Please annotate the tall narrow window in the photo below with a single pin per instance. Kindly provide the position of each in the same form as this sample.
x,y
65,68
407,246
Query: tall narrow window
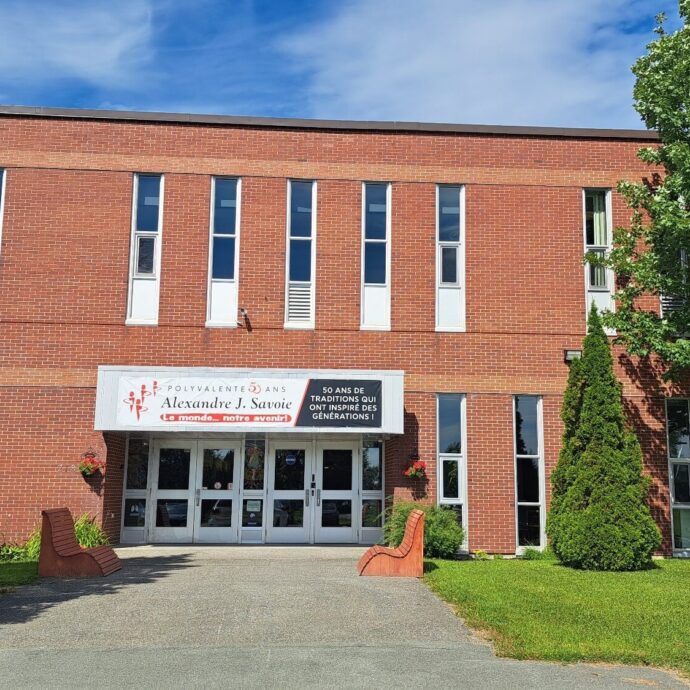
x,y
598,279
144,270
376,256
451,453
678,428
301,241
529,471
223,252
450,258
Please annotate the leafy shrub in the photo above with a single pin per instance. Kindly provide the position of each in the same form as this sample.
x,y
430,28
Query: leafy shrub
x,y
443,535
599,517
88,534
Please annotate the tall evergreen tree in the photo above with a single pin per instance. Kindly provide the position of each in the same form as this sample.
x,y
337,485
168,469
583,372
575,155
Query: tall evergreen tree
x,y
599,519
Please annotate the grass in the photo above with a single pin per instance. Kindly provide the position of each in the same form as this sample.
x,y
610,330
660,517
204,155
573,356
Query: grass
x,y
15,573
542,610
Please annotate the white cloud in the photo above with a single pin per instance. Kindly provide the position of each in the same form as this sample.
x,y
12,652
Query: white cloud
x,y
98,42
539,62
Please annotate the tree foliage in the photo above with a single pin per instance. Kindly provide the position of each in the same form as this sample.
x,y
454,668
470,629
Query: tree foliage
x,y
599,519
648,256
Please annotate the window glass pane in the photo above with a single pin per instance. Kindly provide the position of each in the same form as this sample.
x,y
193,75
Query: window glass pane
x,y
375,207
225,206
372,512
449,214
173,468
449,265
528,480
219,465
526,437
146,247
451,487
529,526
171,512
288,513
681,529
223,258
289,470
337,469
137,463
300,209
252,512
371,468
681,483
216,513
148,200
375,263
300,260
254,450
449,432
678,429
135,512
336,513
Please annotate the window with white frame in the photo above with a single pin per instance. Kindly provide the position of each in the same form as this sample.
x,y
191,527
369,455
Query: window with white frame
x,y
678,429
376,255
223,252
144,269
598,238
301,251
529,471
450,258
451,452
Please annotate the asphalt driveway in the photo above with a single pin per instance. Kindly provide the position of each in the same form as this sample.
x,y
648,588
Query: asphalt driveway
x,y
258,617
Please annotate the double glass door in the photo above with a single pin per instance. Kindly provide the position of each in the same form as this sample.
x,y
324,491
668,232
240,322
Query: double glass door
x,y
312,493
195,492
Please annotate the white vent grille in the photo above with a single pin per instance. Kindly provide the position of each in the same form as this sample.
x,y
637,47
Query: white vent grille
x,y
299,302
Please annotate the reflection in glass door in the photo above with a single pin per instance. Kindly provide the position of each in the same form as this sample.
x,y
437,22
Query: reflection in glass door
x,y
336,479
289,488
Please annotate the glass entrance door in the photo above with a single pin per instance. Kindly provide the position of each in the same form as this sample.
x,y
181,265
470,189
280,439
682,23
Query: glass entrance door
x,y
194,492
336,479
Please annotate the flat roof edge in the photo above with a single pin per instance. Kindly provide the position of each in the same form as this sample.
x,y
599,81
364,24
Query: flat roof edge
x,y
352,125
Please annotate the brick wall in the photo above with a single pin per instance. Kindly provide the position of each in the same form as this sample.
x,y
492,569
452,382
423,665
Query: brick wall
x,y
63,290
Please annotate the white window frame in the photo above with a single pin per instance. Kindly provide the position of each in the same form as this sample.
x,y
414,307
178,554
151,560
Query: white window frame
x,y
459,247
592,293
461,459
232,321
3,184
303,325
134,250
541,474
683,553
387,241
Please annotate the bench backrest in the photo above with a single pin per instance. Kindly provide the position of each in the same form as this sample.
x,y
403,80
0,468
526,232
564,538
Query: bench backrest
x,y
61,526
412,525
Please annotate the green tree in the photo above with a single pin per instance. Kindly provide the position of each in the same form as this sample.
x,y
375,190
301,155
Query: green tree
x,y
599,519
650,258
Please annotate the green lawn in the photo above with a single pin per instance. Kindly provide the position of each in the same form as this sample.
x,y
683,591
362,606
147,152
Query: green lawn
x,y
13,573
542,610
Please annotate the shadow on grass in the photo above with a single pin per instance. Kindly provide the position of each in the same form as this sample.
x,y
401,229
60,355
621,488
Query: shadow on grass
x,y
30,602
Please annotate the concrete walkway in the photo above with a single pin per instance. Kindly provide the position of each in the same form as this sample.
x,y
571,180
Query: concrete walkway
x,y
259,617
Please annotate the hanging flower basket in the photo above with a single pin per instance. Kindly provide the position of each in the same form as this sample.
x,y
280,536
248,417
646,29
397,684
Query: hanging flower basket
x,y
417,470
90,464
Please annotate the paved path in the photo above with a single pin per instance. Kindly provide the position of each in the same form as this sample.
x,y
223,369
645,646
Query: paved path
x,y
259,617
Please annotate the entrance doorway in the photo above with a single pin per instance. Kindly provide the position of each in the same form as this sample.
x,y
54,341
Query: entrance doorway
x,y
195,486
313,493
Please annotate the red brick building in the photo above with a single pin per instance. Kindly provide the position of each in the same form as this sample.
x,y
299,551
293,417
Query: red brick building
x,y
260,324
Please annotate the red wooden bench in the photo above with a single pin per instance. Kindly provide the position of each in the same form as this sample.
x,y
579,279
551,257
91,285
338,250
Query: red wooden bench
x,y
61,555
405,561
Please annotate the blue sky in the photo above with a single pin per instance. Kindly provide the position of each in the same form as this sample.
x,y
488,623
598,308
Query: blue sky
x,y
524,62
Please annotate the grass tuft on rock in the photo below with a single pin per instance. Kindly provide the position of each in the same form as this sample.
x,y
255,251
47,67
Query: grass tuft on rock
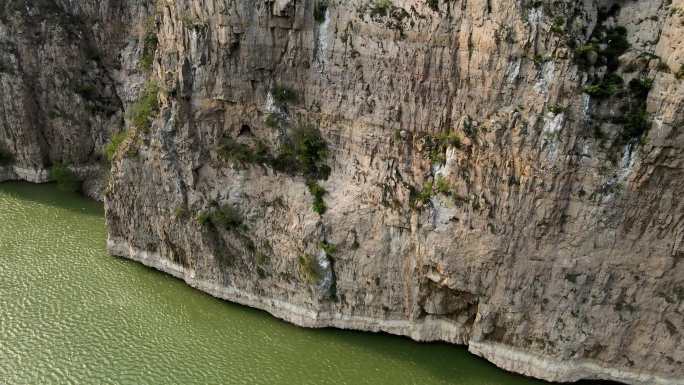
x,y
146,107
112,147
66,179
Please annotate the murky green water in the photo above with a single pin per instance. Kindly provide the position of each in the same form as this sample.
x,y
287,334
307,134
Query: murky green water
x,y
71,314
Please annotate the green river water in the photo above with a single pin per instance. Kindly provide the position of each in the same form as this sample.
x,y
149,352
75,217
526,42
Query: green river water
x,y
71,314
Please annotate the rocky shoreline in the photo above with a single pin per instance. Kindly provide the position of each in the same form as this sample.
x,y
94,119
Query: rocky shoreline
x,y
507,358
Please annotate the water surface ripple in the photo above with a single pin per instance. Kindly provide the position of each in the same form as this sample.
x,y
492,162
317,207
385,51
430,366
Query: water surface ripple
x,y
71,314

Required task: Reproduce all of the records above with every occurrence of "sample" substituted by "template" and everything else unchanged. Omit the pictures from your output.

Answer to this task:
Please annotate the tall narrow window in the photo below with a single pin per instance. Kindly provide the position of each in the same form as this template.
x,y
65,68
407,246
Query: tall narrow window
x,y
598,279
144,270
376,256
451,453
678,428
301,241
529,471
223,252
450,258
Please annotate the leafy shrub in the photo above with a single pin per instance. Kindly provide the position of each in the same form as this template.
x,y
430,28
Query: leafy shrub
x,y
443,535
599,517
88,534
Please annotate the tall evergreen tree in the photo above with a single pin per instance. Kindly provide the position of each in the same form as this template.
x,y
337,485
168,469
583,372
575,155
Query: tall evergreen tree
x,y
599,519
Please annotate the grass in the photo above with a single pin per instance. Kindly provide the position of each in the same form as this template.
x,y
610,330
660,517
204,155
573,356
Query: grass
x,y
15,573
542,610
Please annotate the white cloud in the photo above with a single pin per instance. Kindly provide the position of each in the same form as this template.
x,y
12,652
Query: white cloud
x,y
98,42
539,62
Please annotate the tree foliage in the photo above with a single pin per instance. Kindly provide the position of each in the same form as this template.
x,y
454,668
470,629
Query: tree foliage
x,y
599,519
648,256
Please annotate the window glass pane in the photo above with a single pin per instance. Kindly provide the position of each in the same form as this template.
x,y
193,75
Query: window glass pane
x,y
375,207
225,206
372,512
449,214
173,468
449,265
528,480
219,465
526,437
146,247
451,487
529,526
171,512
288,513
681,529
223,258
289,470
337,469
137,463
300,209
252,512
371,468
681,483
216,513
148,200
375,263
300,260
254,450
449,432
678,429
135,512
336,513
Please annotate the window with white frame in the photo above with a single pin per instance. Kindly provide the position of each in the same form as this template.
x,y
191,527
369,455
Query: window with white frame
x,y
678,429
376,255
223,252
144,269
598,238
301,251
529,471
450,258
451,452
Please annotate the asphalt driveway in the photo above with a single pin per instance. Kindly provide the position of each in the same form as this template.
x,y
648,588
Query: asphalt driveway
x,y
258,617
Please annotate the double glass door in the photo above with a single pin per instance. Kindly provide the position of each in the same form as this template.
x,y
324,491
668,232
240,322
Query: double glass door
x,y
312,493
195,492
Please annotate the white vent grille in the photo above with a single pin per instance. Kindly provide the position of each in the same form as this template.
x,y
637,47
Query: white vent grille
x,y
299,302
Please annotate the reflection in glass door in the photo above with a single pin per instance. Kindly provide the position of each in the same form as this template.
x,y
437,22
Query: reflection in glass door
x,y
336,479
289,488
Please annotate the glass entrance door in the photo above with a single pin per instance. Kindly provide the position of each in the same form as this template.
x,y
181,265
470,189
280,439
682,23
Query: glass entrance door
x,y
194,492
336,479
Please annotate the flat roof edge in the photo above with a single pin per instance. Kindly provide the position of each in the same form as this template.
x,y
599,81
364,24
Query: flat roof edge
x,y
352,125
Please annotate the brick wall in the photo above with a single pin per instance. Kindly provide the position of each in the same form as this template.
x,y
492,569
452,382
423,665
Query: brick wall
x,y
63,290
Please annotate the white window frame in the photo above with a single pin per instance. Kindly provide the position of each in the same form as this template.
x,y
414,307
178,554
151,560
Query: white window frame
x,y
459,247
592,293
461,459
232,321
3,184
303,325
134,250
541,474
683,553
387,241
Please annotate the bench backrest in the photo above with a single pin per instance. Kindly provide the position of each in the same form as this template.
x,y
403,80
0,468
526,232
564,538
Query: bench backrest
x,y
61,526
412,525
Please annotate the green tree in the photo above with a single pin per instance. Kindly provide the position of each in the same form as this template.
x,y
375,190
301,155
Query: green tree
x,y
599,519
650,258
Please annotate the green lawn in the photo above with a single pin per instance. Kindly provide the position of each in the same form as this template.
x,y
683,591
362,606
147,152
Query: green lawn
x,y
13,573
542,610
Please annotate the shadow on grass in the photo above with a single pin per instance. Kindly provide the position of each in the same form as this template.
x,y
401,229
60,355
621,488
Query: shadow on grass
x,y
30,602
Please annotate the concrete walkway in the photo above with a single pin per instance. Kindly provide the position of each in the same form as this template.
x,y
571,180
Query: concrete walkway
x,y
259,617
Please annotate the hanging flower basket in the photo above with a single pin per instance. Kindly provide the position of each in the same form as this template.
x,y
280,536
248,417
646,29
397,684
Query: hanging flower basket
x,y
417,470
90,464
Please annotate the paved path in the photo above with a single pin per instance. Kindly provide the position of each in the same form as this template.
x,y
223,369
645,646
Query: paved path
x,y
259,617
Please annotate the entrance doorway in the photo above with a single pin per instance. Kindly provide the position of each in the same form as this template.
x,y
54,341
Query: entrance doorway
x,y
195,486
313,493
Please annotate the red brick building in the photo above with a single pin per instance. Kindly provide the position of each in the same form as this template.
x,y
299,551
293,417
Query: red brick building
x,y
260,324
Please annotate the red wooden bench in the photo above with a single pin per instance. Kindly provide the position of each in the same form as this template.
x,y
579,279
551,257
91,285
338,250
Query: red wooden bench
x,y
61,555
405,561
Please annotate the blue sky in the photo above with a single pin per instance. Kindly provide the position of each in the same form as this template.
x,y
488,623
598,308
Query: blue sky
x,y
524,62
Please annotate the grass tuft on rock in the photo below with a single pin per instance. Kindly provide the position of each in the same form as this template.
x,y
255,251
47,67
Query: grass tuft on rock
x,y
146,107
112,147
66,179
Please annotate the murky green water in the photo above with a single pin per instance. Kindly provide the position of each in the same form as this template.
x,y
287,334
307,134
Query: murky green water
x,y
71,314
Please annotate the green river water in the photo above with a single pin per instance. Kindly provide the position of each in the same form as this template.
x,y
149,352
75,217
526,42
Query: green river water
x,y
71,314
Please annotate the rocky shoreline in the photo above with a single pin per instance. Kindly provide the position of each in the same form as this template.
x,y
94,119
Query: rocky shoreline
x,y
507,358
Please annotate the water surface ripple in the photo above with a single pin per instance. Kindly provide the position of each in the same form as this template.
x,y
492,162
317,207
385,51
430,366
Query: water surface ripple
x,y
71,314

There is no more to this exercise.